[[ MATERIAL FOR THIS EXERCISE open ]]
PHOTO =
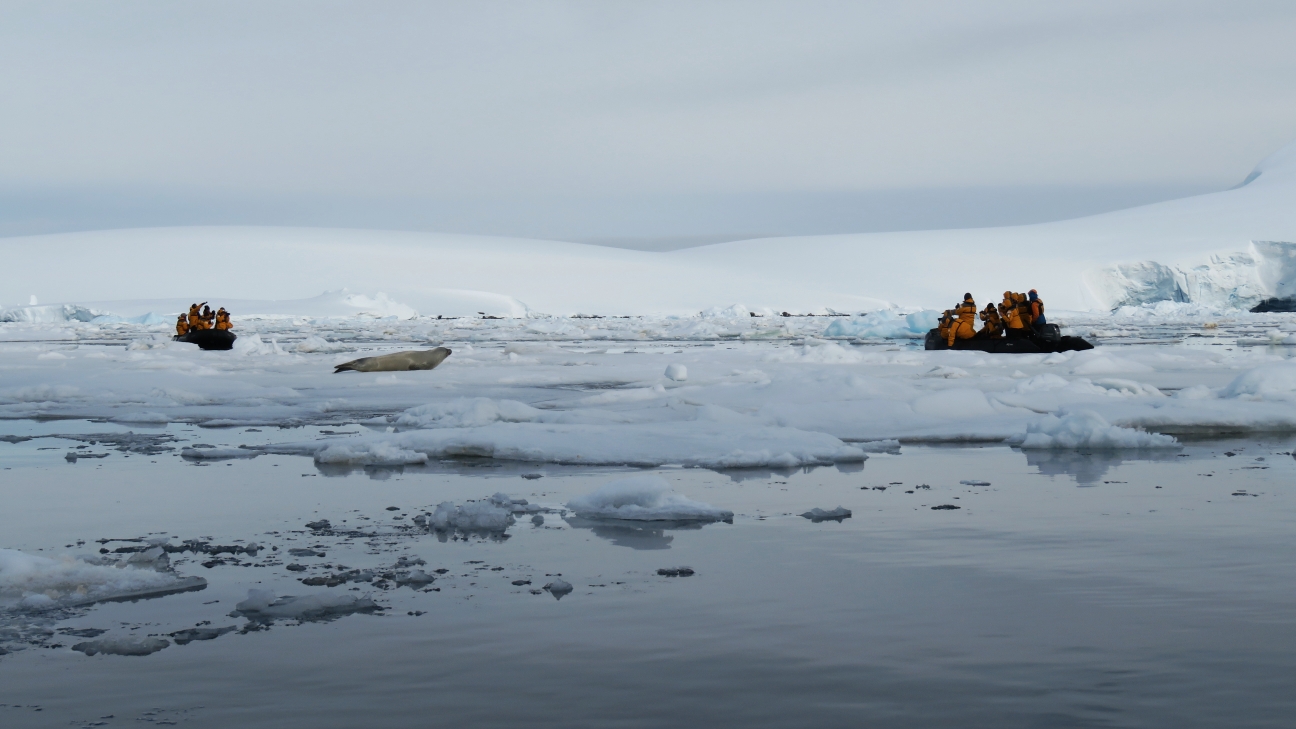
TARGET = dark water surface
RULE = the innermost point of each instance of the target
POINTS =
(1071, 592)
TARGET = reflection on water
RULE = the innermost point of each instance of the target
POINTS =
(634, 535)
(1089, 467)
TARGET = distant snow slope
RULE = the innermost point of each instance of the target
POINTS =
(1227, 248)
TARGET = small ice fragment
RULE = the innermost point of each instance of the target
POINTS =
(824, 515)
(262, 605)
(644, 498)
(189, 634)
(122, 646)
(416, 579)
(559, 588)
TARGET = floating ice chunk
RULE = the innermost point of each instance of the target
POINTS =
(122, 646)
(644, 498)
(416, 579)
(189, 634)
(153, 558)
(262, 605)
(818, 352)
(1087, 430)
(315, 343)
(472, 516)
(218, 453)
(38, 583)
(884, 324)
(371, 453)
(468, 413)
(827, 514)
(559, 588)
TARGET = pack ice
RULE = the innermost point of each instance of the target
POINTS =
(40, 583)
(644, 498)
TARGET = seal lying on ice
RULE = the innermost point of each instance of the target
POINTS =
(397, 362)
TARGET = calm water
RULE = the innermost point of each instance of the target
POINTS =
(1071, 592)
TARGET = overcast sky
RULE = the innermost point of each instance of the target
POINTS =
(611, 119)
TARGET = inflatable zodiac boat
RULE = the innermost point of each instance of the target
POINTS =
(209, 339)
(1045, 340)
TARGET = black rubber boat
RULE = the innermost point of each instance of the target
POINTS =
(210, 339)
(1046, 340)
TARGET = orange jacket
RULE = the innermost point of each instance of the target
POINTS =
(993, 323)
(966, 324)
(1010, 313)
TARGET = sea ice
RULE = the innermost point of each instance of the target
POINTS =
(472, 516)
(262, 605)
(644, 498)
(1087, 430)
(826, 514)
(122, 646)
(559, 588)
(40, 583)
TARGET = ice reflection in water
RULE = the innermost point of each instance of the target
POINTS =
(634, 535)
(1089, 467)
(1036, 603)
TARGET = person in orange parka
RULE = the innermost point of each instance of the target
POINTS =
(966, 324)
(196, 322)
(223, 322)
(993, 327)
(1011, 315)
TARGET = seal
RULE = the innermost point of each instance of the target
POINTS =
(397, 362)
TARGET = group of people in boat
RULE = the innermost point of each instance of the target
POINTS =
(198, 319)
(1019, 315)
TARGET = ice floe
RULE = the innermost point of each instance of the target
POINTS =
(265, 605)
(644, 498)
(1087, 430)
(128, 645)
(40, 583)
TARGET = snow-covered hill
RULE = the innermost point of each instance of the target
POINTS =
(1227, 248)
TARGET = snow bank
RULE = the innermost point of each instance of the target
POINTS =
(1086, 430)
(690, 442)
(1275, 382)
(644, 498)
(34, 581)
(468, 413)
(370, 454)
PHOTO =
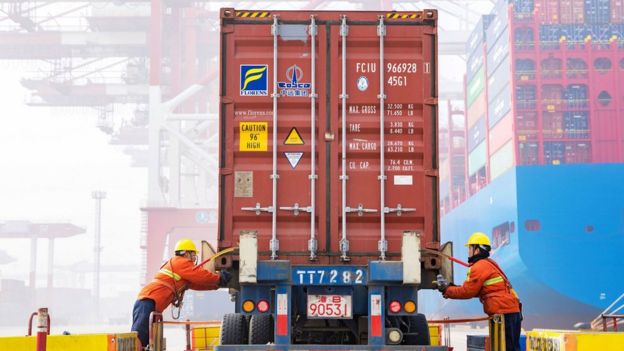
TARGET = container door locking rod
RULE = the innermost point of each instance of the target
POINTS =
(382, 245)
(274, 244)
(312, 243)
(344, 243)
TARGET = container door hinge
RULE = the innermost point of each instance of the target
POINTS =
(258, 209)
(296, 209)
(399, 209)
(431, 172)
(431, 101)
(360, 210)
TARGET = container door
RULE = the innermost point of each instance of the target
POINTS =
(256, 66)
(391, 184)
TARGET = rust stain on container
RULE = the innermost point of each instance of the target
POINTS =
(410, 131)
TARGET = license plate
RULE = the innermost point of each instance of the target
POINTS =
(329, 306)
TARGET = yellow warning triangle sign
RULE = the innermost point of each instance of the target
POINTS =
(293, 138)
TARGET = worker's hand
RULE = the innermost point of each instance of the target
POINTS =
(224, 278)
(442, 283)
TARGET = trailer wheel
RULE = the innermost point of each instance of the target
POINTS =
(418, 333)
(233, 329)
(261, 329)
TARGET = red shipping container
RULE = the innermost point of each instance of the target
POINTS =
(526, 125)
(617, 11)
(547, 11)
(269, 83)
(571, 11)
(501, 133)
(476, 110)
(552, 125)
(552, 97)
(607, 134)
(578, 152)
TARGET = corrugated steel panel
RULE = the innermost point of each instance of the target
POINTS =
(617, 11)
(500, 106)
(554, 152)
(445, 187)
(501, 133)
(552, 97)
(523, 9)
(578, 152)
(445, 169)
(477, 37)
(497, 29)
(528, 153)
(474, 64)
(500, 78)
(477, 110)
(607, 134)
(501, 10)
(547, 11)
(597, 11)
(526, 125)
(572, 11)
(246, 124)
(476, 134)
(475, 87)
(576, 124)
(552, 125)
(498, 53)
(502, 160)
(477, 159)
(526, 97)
[[ MATERIAL FOR THIS EXERCISE closed ]]
Filter the entries and copy each line with "orange".

● **COMPLETED TASK**
TARGET = orange jacket
TARGET = person in orange parka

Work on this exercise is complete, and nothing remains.